**INSTRUCTIONS FOR THE TASK**
The lines to repeat are those below from the one containing "positive clicks: (994, 1103) (924, 1088)" down to the one containing "1037L878 1046L900 1093L994", both included; reproduce them exactly and nothing else.
-- Opening Marker --
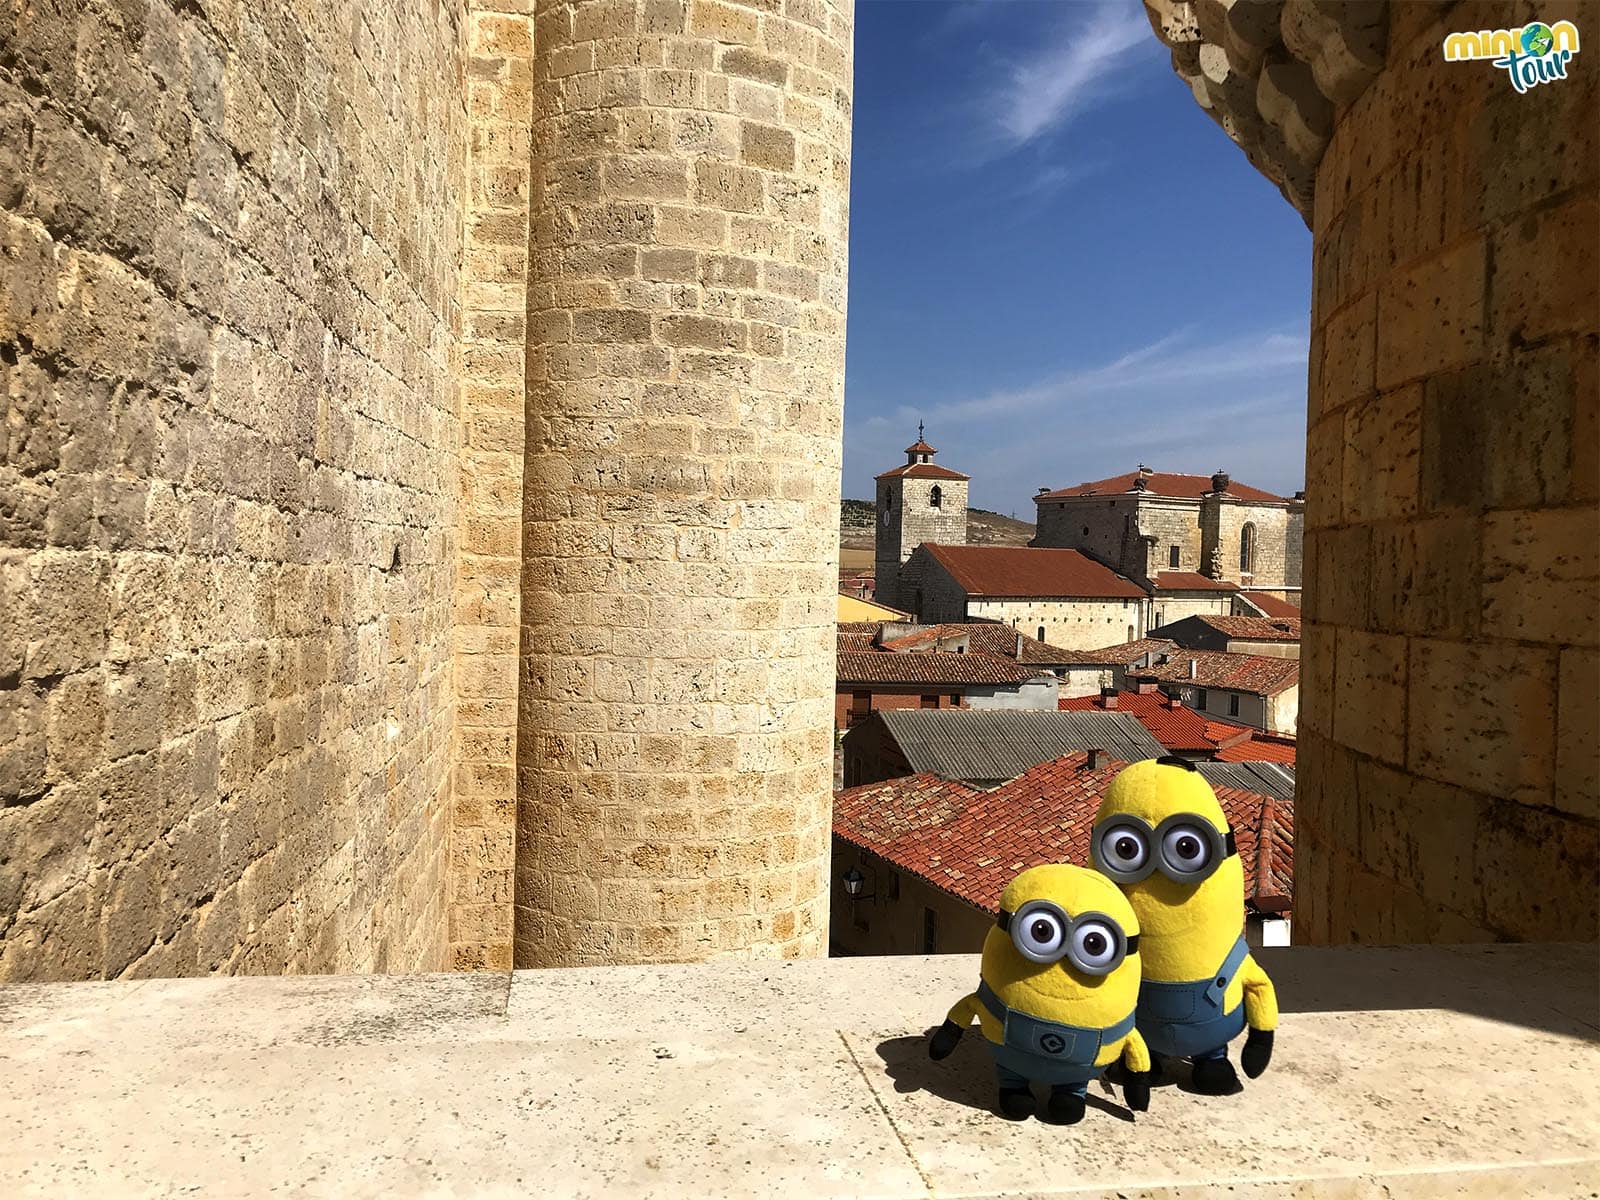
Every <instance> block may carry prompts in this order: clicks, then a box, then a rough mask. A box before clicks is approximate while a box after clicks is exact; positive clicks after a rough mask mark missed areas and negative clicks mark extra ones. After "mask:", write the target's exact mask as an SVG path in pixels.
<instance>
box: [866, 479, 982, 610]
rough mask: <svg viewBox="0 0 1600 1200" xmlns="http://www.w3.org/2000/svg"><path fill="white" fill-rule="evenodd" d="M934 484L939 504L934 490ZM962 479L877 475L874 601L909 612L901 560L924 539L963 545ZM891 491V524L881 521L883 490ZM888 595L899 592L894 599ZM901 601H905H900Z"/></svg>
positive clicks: (963, 497) (906, 556)
mask: <svg viewBox="0 0 1600 1200" xmlns="http://www.w3.org/2000/svg"><path fill="white" fill-rule="evenodd" d="M934 488H939V507H938V509H936V507H933V502H931V501H933V490H934ZM966 488H968V482H966V480H949V478H939V480H931V478H893V480H878V534H880V536H878V538H877V539H875V541H877V547H878V552H877V574H875V576H874V595H875V598H877V600H878V603H883V605H888V606H890V608H902V610H907V611H909V606H910V595H912V590H914V587H915V584H914V582H912V581H910V579H909V578H902V570H901V568H902V565H904V563H906V560H907V558H910V554H912V550H915V549H917V547H918V546H922V544H923V542H933V544H934V546H966ZM885 490H886V491H888V493H890V504H891V507H890V523H888V525H883V520H882V515H883V493H885ZM888 597H899V598H898V600H894V598H888ZM901 600H904V602H906V603H901Z"/></svg>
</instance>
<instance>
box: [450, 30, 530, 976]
mask: <svg viewBox="0 0 1600 1200" xmlns="http://www.w3.org/2000/svg"><path fill="white" fill-rule="evenodd" d="M531 8H533V5H531V0H470V10H472V11H470V24H469V29H467V35H469V46H467V50H469V58H467V80H466V85H467V112H469V118H470V122H472V144H470V147H469V152H467V165H466V170H467V174H466V186H464V190H466V203H467V214H466V216H467V221H466V232H464V262H462V280H461V302H462V346H461V366H462V382H461V411H462V450H461V520H459V528H461V558H459V563H458V571H456V605H454V614H456V632H454V653H456V746H454V778H453V789H451V790H453V800H451V829H450V928H448V939H450V965H451V966H459V968H491V970H506V968H509V966H510V962H512V899H514V890H515V878H514V875H515V870H514V858H515V829H517V771H515V760H517V638H518V634H517V629H518V626H520V621H522V448H523V405H525V394H523V389H525V381H523V374H525V363H526V338H528V320H526V306H528V174H530V170H531V163H530V157H528V155H530V125H531V115H533V13H531Z"/></svg>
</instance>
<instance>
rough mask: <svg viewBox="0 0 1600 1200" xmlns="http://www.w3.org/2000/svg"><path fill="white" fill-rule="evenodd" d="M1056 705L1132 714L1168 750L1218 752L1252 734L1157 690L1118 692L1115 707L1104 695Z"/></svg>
mask: <svg viewBox="0 0 1600 1200" xmlns="http://www.w3.org/2000/svg"><path fill="white" fill-rule="evenodd" d="M1056 707H1058V709H1062V710H1066V712H1126V714H1131V715H1133V717H1136V718H1138V722H1139V723H1141V725H1142V726H1144V728H1146V730H1149V731H1150V736H1152V738H1155V741H1158V742H1160V744H1162V746H1165V747H1166V749H1168V750H1187V752H1210V754H1216V752H1218V750H1221V749H1222V747H1227V746H1237V744H1240V742H1248V741H1250V734H1251V731H1250V730H1248V728H1245V726H1243V725H1229V723H1227V722H1219V720H1213V718H1211V717H1208V715H1206V714H1203V712H1200V710H1198V709H1190V707H1189V706H1187V704H1182V702H1176V701H1173V699H1171V698H1168V696H1163V694H1162V693H1158V691H1146V693H1138V691H1118V693H1117V706H1115V709H1110V707H1107V706H1106V698H1104V696H1074V698H1070V699H1061V701H1056Z"/></svg>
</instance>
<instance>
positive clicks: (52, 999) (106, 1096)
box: [0, 878, 1600, 1200]
mask: <svg viewBox="0 0 1600 1200" xmlns="http://www.w3.org/2000/svg"><path fill="white" fill-rule="evenodd" d="M1355 883H1357V885H1358V886H1365V885H1366V883H1368V880H1365V878H1357V880H1355ZM1379 883H1381V882H1379ZM1374 891H1376V893H1378V894H1376V896H1374V904H1382V902H1384V901H1387V899H1389V898H1387V896H1386V894H1382V891H1381V888H1374ZM1395 907H1398V906H1395ZM1259 957H1261V963H1262V966H1264V970H1266V971H1267V973H1269V974H1270V978H1272V979H1274V984H1275V987H1277V994H1278V1003H1280V1008H1282V1013H1283V1014H1282V1019H1280V1024H1278V1035H1277V1043H1275V1050H1274V1056H1272V1066H1270V1067H1269V1070H1267V1074H1266V1075H1262V1077H1261V1078H1259V1080H1250V1082H1246V1083H1245V1088H1243V1091H1242V1094H1238V1096H1234V1098H1230V1099H1229V1102H1227V1104H1218V1102H1216V1099H1214V1098H1213V1099H1208V1098H1205V1096H1197V1094H1194V1093H1190V1091H1187V1090H1186V1088H1182V1086H1162V1088H1157V1090H1155V1091H1154V1094H1152V1099H1150V1109H1149V1112H1141V1114H1138V1115H1136V1118H1134V1114H1130V1112H1128V1110H1126V1109H1125V1107H1123V1106H1122V1094H1120V1091H1115V1090H1110V1091H1107V1090H1104V1088H1102V1086H1099V1085H1094V1086H1093V1088H1091V1091H1090V1112H1088V1115H1086V1117H1085V1120H1083V1125H1080V1126H1078V1128H1080V1130H1083V1131H1086V1133H1085V1134H1083V1136H1074V1138H1061V1136H1042V1126H1040V1125H1038V1123H1037V1122H1018V1123H1010V1122H1002V1120H1000V1118H997V1117H995V1115H994V1114H992V1106H994V1067H992V1062H990V1059H989V1054H987V1053H986V1051H984V1048H982V1046H981V1045H976V1042H978V1038H976V1035H974V1034H968V1035H966V1037H965V1038H963V1040H962V1043H960V1045H958V1046H957V1050H955V1053H954V1054H952V1056H950V1058H949V1059H946V1061H942V1062H936V1064H931V1062H930V1061H928V1053H926V1037H925V1029H926V1026H928V1024H931V1022H933V1021H936V1019H938V1014H939V1011H941V1010H942V1006H944V1005H946V1003H947V1000H946V997H955V995H962V994H963V992H965V990H966V989H970V987H971V986H973V979H974V978H976V973H978V958H976V955H938V957H917V955H906V957H896V958H827V960H818V962H800V963H757V965H750V963H702V965H693V966H654V968H600V970H573V971H517V973H512V974H506V973H501V974H493V976H466V978H464V976H442V974H435V976H421V978H387V979H355V978H333V979H205V981H202V979H184V981H152V982H144V984H139V986H138V987H130V986H126V984H117V986H114V987H70V989H67V987H50V989H38V987H29V989H21V987H16V989H6V990H5V992H0V1005H3V1006H5V1013H6V1019H5V1026H3V1027H0V1054H3V1056H5V1059H6V1064H8V1070H10V1078H11V1082H13V1083H14V1086H11V1088H6V1090H3V1091H0V1117H3V1118H5V1122H6V1125H8V1128H11V1130H14V1131H16V1134H18V1136H14V1138H10V1139H6V1141H5V1142H3V1144H0V1187H3V1189H5V1190H8V1192H19V1190H22V1192H26V1190H29V1189H32V1190H42V1192H51V1194H58V1192H83V1190H91V1192H93V1190H104V1192H106V1194H118V1195H120V1194H134V1192H138V1194H144V1192H154V1194H168V1192H179V1190H189V1189H195V1187H198V1189H202V1190H218V1192H226V1194H227V1195H235V1197H242V1198H251V1200H253V1198H254V1197H267V1195H282V1194H299V1192H336V1194H341V1195H346V1194H374V1195H378V1194H381V1195H397V1194H405V1192H408V1190H416V1187H418V1181H419V1179H421V1181H429V1182H430V1184H432V1186H437V1187H443V1189H450V1190H453V1192H464V1194H466V1192H470V1194H475V1195H502V1194H504V1195H510V1194H520V1192H526V1190H528V1187H530V1182H531V1181H534V1179H536V1181H539V1182H538V1184H536V1186H541V1187H542V1190H562V1192H573V1194H595V1195H598V1194H605V1195H614V1197H645V1195H658V1197H659V1195H704V1194H738V1195H747V1197H763V1198H765V1197H792V1195H808V1197H850V1195H862V1194H870V1195H877V1197H886V1198H898V1197H907V1198H910V1197H926V1195H928V1194H930V1192H931V1194H936V1195H979V1194H981V1195H989V1197H997V1200H998V1198H1000V1197H1038V1195H1048V1197H1102V1195H1115V1194H1118V1192H1120V1194H1123V1195H1146V1197H1160V1198H1162V1200H1178V1198H1179V1197H1184V1195H1194V1194H1200V1195H1205V1194H1208V1192H1218V1190H1226V1192H1229V1194H1230V1195H1235V1197H1248V1198H1250V1200H1264V1198H1266V1197H1275V1195H1283V1194H1285V1168H1283V1160H1285V1155H1291V1154H1299V1155H1301V1158H1299V1160H1301V1163H1302V1165H1301V1166H1299V1168H1296V1178H1294V1182H1293V1184H1291V1187H1293V1190H1294V1192H1298V1194H1299V1195H1363V1194H1387V1195H1392V1197H1429V1195H1438V1194H1440V1192H1442V1190H1443V1192H1448V1194H1454V1195H1470V1197H1478V1195H1482V1197H1496V1195H1518V1197H1523V1195H1552V1197H1554V1195H1581V1194H1582V1192H1584V1189H1586V1187H1587V1186H1589V1178H1592V1176H1594V1173H1595V1166H1597V1155H1595V1149H1594V1147H1595V1139H1597V1120H1595V1110H1597V1106H1600V1083H1597V1078H1600V1070H1597V1066H1600V1050H1597V1048H1595V1045H1594V1037H1592V1032H1594V1022H1595V1003H1594V987H1592V982H1594V981H1592V965H1594V963H1592V954H1590V947H1582V946H1570V944H1568V946H1538V947H1531V946H1478V947H1462V946H1434V947H1418V946H1400V947H1339V949H1317V947H1299V946H1298V947H1293V949H1267V950H1261V952H1259ZM930 1008H931V1013H933V1016H930ZM1352 1030H1358V1034H1360V1037H1352ZM1355 1078H1358V1080H1360V1086H1350V1085H1349V1082H1350V1080H1355ZM1107 1086H1109V1085H1107ZM1550 1090H1560V1091H1562V1094H1563V1096H1565V1098H1566V1102H1563V1104H1558V1106H1550V1110H1549V1112H1547V1114H1546V1115H1544V1118H1541V1120H1539V1122H1530V1123H1528V1125H1526V1128H1522V1130H1520V1133H1518V1136H1517V1138H1491V1139H1485V1136H1483V1130H1485V1128H1490V1126H1491V1125H1493V1123H1494V1122H1496V1120H1502V1118H1504V1114H1506V1112H1512V1110H1515V1109H1517V1106H1518V1104H1520V1102H1525V1101H1526V1098H1528V1096H1536V1094H1544V1093H1547V1091H1550ZM288 1093H293V1096H294V1098H296V1102H294V1104H293V1106H288V1104H285V1101H283V1096H285V1094H288ZM1285 1110H1293V1112H1296V1114H1299V1115H1301V1126H1299V1128H1296V1130H1285V1128H1283V1120H1282V1115H1283V1112H1285ZM1374 1110H1379V1112H1382V1114H1384V1128H1382V1136H1381V1138H1374V1136H1373V1130H1371V1125H1373V1112H1374ZM122 1123H136V1125H139V1126H141V1128H144V1130H149V1131H154V1133H158V1134H160V1136H147V1138H130V1139H126V1144H122V1142H120V1141H117V1139H107V1138H104V1130H106V1128H115V1126H118V1125H122ZM1090 1134H1093V1136H1090ZM1218 1139H1221V1141H1222V1144H1226V1146H1227V1147H1229V1154H1227V1155H1226V1157H1224V1158H1221V1160H1219V1157H1218V1154H1216V1147H1218V1144H1219V1142H1218ZM512 1150H515V1152H512ZM530 1163H538V1168H533V1166H530ZM557 1179H558V1181H560V1182H558V1184H550V1181H557Z"/></svg>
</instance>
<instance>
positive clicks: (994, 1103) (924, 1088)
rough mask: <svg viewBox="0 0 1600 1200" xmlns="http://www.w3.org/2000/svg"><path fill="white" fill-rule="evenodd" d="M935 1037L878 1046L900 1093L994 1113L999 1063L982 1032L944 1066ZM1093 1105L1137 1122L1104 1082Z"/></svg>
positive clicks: (894, 1083) (906, 1038) (968, 1040)
mask: <svg viewBox="0 0 1600 1200" xmlns="http://www.w3.org/2000/svg"><path fill="white" fill-rule="evenodd" d="M931 1035H933V1030H931V1029H930V1030H926V1032H925V1034H922V1035H920V1037H894V1038H890V1040H886V1042H880V1043H878V1045H877V1053H878V1058H880V1059H883V1069H885V1072H886V1074H888V1077H890V1078H891V1080H893V1082H894V1091H898V1093H902V1094H904V1093H912V1091H926V1093H930V1094H933V1096H938V1098H939V1099H946V1101H950V1102H952V1104H960V1106H963V1107H968V1109H976V1110H978V1112H987V1114H994V1112H995V1086H997V1085H995V1069H994V1059H992V1058H990V1056H989V1051H987V1050H984V1046H982V1037H981V1035H979V1034H978V1030H971V1032H968V1034H966V1035H965V1037H963V1038H962V1040H960V1042H958V1043H957V1046H955V1051H954V1053H952V1054H950V1056H949V1058H947V1059H941V1061H939V1062H934V1061H933V1059H931V1058H928V1038H930V1037H931ZM1035 1093H1037V1094H1038V1096H1040V1099H1043V1090H1042V1088H1035ZM1088 1106H1090V1107H1091V1109H1096V1110H1099V1112H1102V1114H1107V1115H1110V1117H1115V1118H1117V1120H1123V1122H1131V1120H1134V1115H1133V1112H1131V1110H1130V1109H1128V1107H1126V1106H1125V1104H1122V1102H1120V1101H1118V1099H1117V1096H1115V1094H1114V1093H1110V1090H1109V1085H1106V1082H1104V1080H1096V1082H1094V1083H1091V1085H1090V1094H1088ZM995 1120H1002V1118H1000V1117H995Z"/></svg>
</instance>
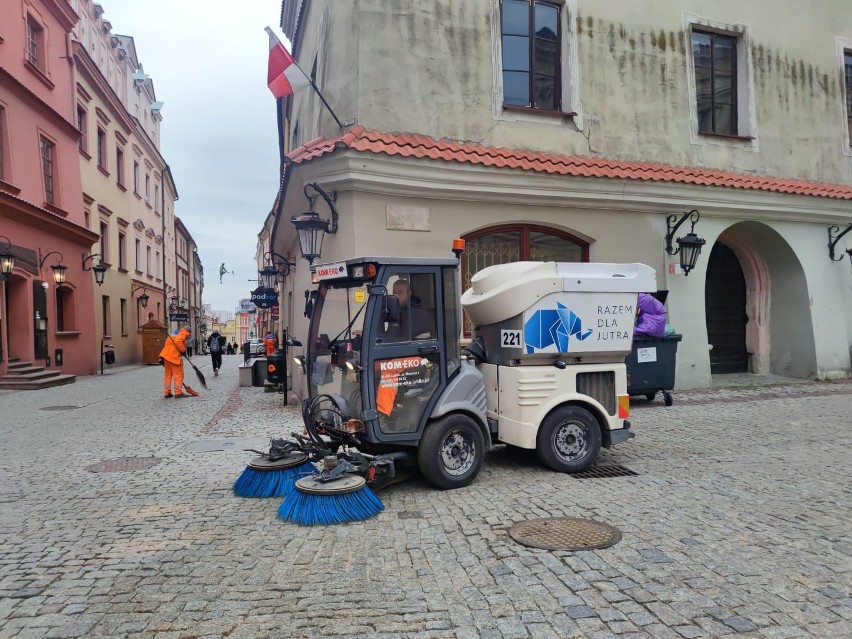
-- Closing Marker --
**SOLVED PROBLEM**
positive clicks: (994, 1103) (924, 1088)
rough mask: <svg viewBox="0 0 1600 1200" xmlns="http://www.w3.org/2000/svg"><path fill="white" fill-rule="evenodd" d="M935 1037L878 1046L900 1093L994 1113L999 1063L982 1032L944 1066ZM1093 1105L1137 1122L1104 1082Z"/></svg>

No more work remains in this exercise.